Copy each line below without leaving any out.

Records from a dataset
---*---

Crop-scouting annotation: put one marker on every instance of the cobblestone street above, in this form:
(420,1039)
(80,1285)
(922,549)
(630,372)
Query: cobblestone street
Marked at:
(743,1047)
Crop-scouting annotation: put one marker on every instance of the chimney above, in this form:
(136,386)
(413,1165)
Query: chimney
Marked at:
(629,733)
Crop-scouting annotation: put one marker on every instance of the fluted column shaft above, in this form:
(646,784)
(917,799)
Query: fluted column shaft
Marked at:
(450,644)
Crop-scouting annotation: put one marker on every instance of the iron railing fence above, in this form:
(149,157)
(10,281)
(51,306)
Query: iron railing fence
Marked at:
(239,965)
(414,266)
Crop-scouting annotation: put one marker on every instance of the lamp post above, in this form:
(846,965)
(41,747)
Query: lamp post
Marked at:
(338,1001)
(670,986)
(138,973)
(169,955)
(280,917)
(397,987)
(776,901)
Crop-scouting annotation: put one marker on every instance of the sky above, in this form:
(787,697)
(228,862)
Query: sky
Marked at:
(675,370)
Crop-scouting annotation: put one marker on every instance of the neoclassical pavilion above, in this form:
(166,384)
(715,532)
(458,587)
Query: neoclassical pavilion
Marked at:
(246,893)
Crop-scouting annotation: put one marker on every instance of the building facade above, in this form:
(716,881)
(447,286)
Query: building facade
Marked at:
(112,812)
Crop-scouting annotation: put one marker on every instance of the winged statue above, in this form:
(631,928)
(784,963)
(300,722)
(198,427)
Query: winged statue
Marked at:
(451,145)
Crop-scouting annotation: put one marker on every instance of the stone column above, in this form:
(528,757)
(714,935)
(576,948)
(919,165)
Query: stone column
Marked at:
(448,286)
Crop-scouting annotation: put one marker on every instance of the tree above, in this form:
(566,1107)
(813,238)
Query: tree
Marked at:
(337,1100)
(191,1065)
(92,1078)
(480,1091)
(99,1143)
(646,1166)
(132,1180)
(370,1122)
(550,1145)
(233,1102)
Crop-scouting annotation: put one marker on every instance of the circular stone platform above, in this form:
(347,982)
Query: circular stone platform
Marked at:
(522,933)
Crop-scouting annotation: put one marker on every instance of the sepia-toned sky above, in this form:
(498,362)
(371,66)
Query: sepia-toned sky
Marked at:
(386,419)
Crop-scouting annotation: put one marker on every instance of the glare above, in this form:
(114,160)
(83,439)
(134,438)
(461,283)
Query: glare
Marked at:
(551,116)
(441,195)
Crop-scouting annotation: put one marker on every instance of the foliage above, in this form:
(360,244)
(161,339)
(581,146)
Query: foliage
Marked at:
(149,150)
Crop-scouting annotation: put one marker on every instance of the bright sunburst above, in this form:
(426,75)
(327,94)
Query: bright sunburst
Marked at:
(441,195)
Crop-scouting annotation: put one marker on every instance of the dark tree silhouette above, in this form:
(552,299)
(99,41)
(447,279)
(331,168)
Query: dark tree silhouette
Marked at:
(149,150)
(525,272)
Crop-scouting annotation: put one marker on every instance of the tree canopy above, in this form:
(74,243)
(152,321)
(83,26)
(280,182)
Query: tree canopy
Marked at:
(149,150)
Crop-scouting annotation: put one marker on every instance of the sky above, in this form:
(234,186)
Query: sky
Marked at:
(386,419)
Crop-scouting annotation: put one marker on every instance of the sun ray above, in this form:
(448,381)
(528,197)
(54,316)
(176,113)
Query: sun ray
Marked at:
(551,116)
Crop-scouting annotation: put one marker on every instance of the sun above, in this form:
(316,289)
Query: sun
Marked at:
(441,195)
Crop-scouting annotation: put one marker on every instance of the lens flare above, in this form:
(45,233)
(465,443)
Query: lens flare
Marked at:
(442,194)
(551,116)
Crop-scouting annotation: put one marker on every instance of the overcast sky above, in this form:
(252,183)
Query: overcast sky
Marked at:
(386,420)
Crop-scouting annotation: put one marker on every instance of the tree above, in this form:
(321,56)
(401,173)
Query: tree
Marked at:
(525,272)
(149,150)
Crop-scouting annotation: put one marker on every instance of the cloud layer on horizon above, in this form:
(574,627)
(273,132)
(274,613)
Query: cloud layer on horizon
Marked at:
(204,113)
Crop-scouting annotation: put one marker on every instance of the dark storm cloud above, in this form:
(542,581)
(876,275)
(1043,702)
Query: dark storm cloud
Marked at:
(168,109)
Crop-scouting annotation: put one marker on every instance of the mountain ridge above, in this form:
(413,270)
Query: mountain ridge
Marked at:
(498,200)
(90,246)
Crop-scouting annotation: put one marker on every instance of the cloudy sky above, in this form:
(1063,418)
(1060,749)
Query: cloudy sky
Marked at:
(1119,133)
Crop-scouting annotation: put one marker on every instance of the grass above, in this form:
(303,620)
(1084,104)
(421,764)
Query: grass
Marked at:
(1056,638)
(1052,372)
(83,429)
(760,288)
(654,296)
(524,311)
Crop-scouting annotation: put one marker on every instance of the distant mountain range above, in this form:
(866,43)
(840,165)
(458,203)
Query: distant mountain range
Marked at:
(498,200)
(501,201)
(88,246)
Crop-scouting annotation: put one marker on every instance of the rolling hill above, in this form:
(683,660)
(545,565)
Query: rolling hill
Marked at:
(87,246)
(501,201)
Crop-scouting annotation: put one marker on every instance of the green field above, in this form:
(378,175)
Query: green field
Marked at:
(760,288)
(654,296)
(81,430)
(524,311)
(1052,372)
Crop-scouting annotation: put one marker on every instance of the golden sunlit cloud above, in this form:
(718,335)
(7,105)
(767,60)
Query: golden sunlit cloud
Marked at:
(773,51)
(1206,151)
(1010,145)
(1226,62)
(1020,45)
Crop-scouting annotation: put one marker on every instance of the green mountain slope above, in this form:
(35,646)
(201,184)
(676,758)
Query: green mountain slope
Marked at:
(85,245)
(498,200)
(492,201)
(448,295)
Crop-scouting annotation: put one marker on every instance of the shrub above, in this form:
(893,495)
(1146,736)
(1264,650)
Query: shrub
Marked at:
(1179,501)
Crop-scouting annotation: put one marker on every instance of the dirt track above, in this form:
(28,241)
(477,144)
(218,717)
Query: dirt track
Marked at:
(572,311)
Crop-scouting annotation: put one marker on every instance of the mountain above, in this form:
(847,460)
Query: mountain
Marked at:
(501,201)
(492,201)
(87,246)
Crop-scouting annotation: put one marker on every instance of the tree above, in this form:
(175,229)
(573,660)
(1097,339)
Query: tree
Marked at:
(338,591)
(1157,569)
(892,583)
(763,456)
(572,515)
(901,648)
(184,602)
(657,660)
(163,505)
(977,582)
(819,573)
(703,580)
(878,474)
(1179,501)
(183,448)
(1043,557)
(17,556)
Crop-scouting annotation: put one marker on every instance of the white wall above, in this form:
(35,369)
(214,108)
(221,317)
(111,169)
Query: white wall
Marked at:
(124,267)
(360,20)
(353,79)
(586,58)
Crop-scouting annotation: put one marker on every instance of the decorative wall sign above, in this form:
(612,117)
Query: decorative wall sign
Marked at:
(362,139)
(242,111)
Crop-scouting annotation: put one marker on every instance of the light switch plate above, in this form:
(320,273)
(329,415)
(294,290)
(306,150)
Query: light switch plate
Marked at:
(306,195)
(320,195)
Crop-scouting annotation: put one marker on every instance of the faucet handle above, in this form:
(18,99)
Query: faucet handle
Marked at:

---*---

• Solution for this task:
Crop-scouting annotation: put one marker on every instance of the cobblestone street above, in this form:
(420,1039)
(80,1285)
(922,549)
(630,372)
Query: cobblestone street
Marked at:
(743,1047)
Crop-scouting annotation: put one marker on every instance of the chimney above, in this form:
(136,386)
(413,1165)
Query: chimney
Marked at:
(629,733)
Crop-scouting annotation: put one marker on every instance of the fluted column shaft above, in this form:
(646,784)
(917,799)
Query: fluted column shaft
Marked at:
(450,644)
Crop-scouting annotation: put one marker on every instance of the iron railing fence above, in this form:
(149,157)
(10,281)
(51,306)
Query: iron railing fence
Marked at:
(239,965)
(414,266)
Crop-scouting annotation: put one marker on every instance of the lamp post above, in this form:
(846,965)
(41,747)
Query: lamp post
Marked at:
(338,1001)
(670,986)
(138,973)
(169,955)
(280,917)
(397,987)
(776,901)
Crop-scouting annotation: put one marker on every instance of the sky above, in this form:
(787,697)
(228,862)
Query: sky
Marked at:
(675,370)
Crop-scouting annotation: put one marker on every instance of the neoclassical pavilion above, in this form:
(166,384)
(715,532)
(458,587)
Query: neoclassical pavilion
Marked at:
(246,893)
Crop-scouting annotation: put one marker on every instance of the building facade above, in this form:
(716,881)
(447,286)
Query: building facade
Marked at:
(112,812)
Crop-scouting annotation: put one marker on every instance of the winged statue above, in this form:
(631,928)
(784,963)
(300,722)
(198,427)
Query: winged statue
Marked at:
(451,145)
Crop-scouting annotation: put one marker on every instance of the stone column above, in this form:
(528,757)
(714,935)
(576,948)
(919,165)
Query: stone column
Marked at:
(448,286)
Crop-scouting annotation: put one marker on every instance of the tree above, in this form:
(566,1107)
(813,238)
Query: tree
Marked at:
(337,1100)
(191,1065)
(92,1078)
(480,1091)
(99,1143)
(646,1166)
(132,1180)
(370,1122)
(550,1145)
(233,1102)
Crop-scouting annotation: put one marker on every instance of the circular stone platform above, in this form:
(347,982)
Query: circular stone platform
Marked at:
(522,933)
Crop-scouting annotation: put one marker on every instance of the sepia-toned sky above, in this form:
(498,362)
(371,66)
Query: sepia-toned sky
Marked at:
(386,419)
Crop-scouting annotation: put one marker on every instance of the glare above, in this form:
(114,160)
(83,439)
(134,438)
(461,283)
Query: glare
Marked at:
(551,116)
(441,195)
Crop-scouting annotation: put one marker on every instance of the foliage above, in this form:
(360,244)
(161,339)
(581,146)
Query: foliage
Marked at:
(149,150)
Crop-scouting annotation: put one marker on every instance of the bright sunburst above, in this form:
(426,75)
(327,94)
Query: bright sunburst
Marked at:
(441,195)
Crop-scouting annotation: put one marker on every instance of the dark tree silhouette above, in this form:
(552,299)
(99,41)
(447,279)
(331,168)
Query: dark tree silhouette
Marked at:
(149,150)
(525,272)
Crop-scouting annotation: put one marker on every instance of the tree canopy above, in this form:
(74,243)
(152,321)
(83,26)
(280,182)
Query: tree canopy
Marked at:
(149,150)
Crop-scouting annotation: put one marker on every instance of the sky above, in this form:
(234,186)
Query: sky
Marked at:
(386,419)
Crop-scouting annotation: put one marker on every instance of the sun ray above, in this form:
(448,381)
(528,197)
(54,316)
(176,113)
Query: sun ray
Marked at:
(551,116)
Crop-scouting annotation: put one marker on every instance of the sun above, in this form:
(316,289)
Query: sun
Marked at:
(441,195)
Crop-scouting annotation: put one marker on every instance of the lens flare above, in this form:
(45,233)
(465,443)
Query: lens flare
Marked at:
(442,194)
(551,116)
Crop-scouting annotation: put one marker on every instance of the overcast sky above, in this form:
(252,183)
Query: overcast sky
Marked at:
(386,420)
Crop-scouting annotation: put one marker on every instance of the tree above, in this form:
(321,56)
(401,173)
Query: tree
Marked at:
(525,272)
(149,150)
Crop-scouting annotation: put one marker on every instance of the cloud layer on horizon above, in this form:
(574,627)
(273,132)
(274,613)
Query: cloud layer on horizon
Marked at:
(204,113)
Crop-scouting annotation: put one marker on every instance of the dark storm cloud above, in this form:
(542,581)
(876,275)
(1043,702)
Query: dark storm cloud
Marked at:
(168,109)
Crop-scouting annotation: put one marker on every instance of the mountain ridge above, in this form:
(413,270)
Query: mountain ridge
Marked at:
(498,200)
(90,246)
Crop-scouting annotation: put one marker on every instance of the cloudy sky above, in this form:
(1063,418)
(1060,749)
Query: cloudy sky
Marked at:
(1119,133)
Crop-scouting annotation: put one marker on every instance of the grass above, in this form:
(303,620)
(1084,104)
(421,764)
Query: grass
Marked at:
(1056,638)
(1052,372)
(83,429)
(760,288)
(654,296)
(524,311)
Crop-scouting annotation: put one marker on every instance of the distant mountain range above, in this form:
(866,43)
(840,165)
(458,203)
Query: distant mountain range
Marked at:
(498,200)
(501,201)
(88,246)
Crop-scouting annotation: put one marker on every instance of the rolling hill above, in this form:
(683,660)
(545,565)
Query: rolling hill
Marked at:
(87,246)
(501,201)
Crop-scouting annotation: put one marker on every instance of the green field above, in this form:
(378,175)
Query: green field
Marked at:
(760,288)
(654,296)
(81,430)
(524,311)
(1052,372)
Crop-scouting annotation: put one marker on every instance of the golden sunlit cloud above, in this form:
(718,335)
(7,105)
(767,60)
Query: golden sunlit cloud
Marked at:
(773,51)
(1206,151)
(1010,145)
(1226,62)
(1020,45)
Crop-scouting annotation: put one marker on every instance of the green mountain slope above, in this form:
(35,646)
(201,184)
(676,758)
Query: green mountain slope
Marked at:
(85,245)
(498,200)
(492,201)
(448,295)
Crop-scouting annotation: put one marker on every instance of the shrub above, in this form:
(893,495)
(1146,736)
(1264,650)
Query: shrub
Marked at:
(1179,501)
Crop-scouting annotation: put one marker on every instance of the dirt track above, in this form:
(28,241)
(477,144)
(218,717)
Query: dirt track
Marked at:
(572,311)
Crop-scouting annotation: put one marker on every instance of the mountain above, in this form:
(847,460)
Query: mountain
Marked at:
(501,201)
(492,201)
(87,246)
Crop-scouting annotation: put one marker on every instance of the tree above, in this form:
(175,229)
(573,660)
(1097,339)
Query: tree
Marked at:
(338,591)
(1157,569)
(892,583)
(763,456)
(572,515)
(901,648)
(184,602)
(657,660)
(163,505)
(977,582)
(819,573)
(703,580)
(878,474)
(1179,501)
(183,448)
(1043,557)
(17,556)
Crop-scouting annotation: put one marker on every instance of the white wall above, in this form:
(35,369)
(214,108)
(221,317)
(111,169)
Query: white wall
Marked at:
(124,267)
(360,20)
(353,79)
(586,58)
Crop-scouting annotation: put one marker on every instance of the decorative wall sign above, in this form:
(612,117)
Query: decorative wall sign
Marked at:
(362,139)
(242,111)
Crop-scouting annotation: put one marker on every instance of the light switch plate above, in this form:
(320,273)
(329,415)
(294,290)
(306,150)
Query: light switch plate
Marked at:
(306,195)
(320,195)
Crop-scouting annotation: put one marker on every instance of the faucet handle above, in this form:
(18,99)
Query: faucet handle
Marked at:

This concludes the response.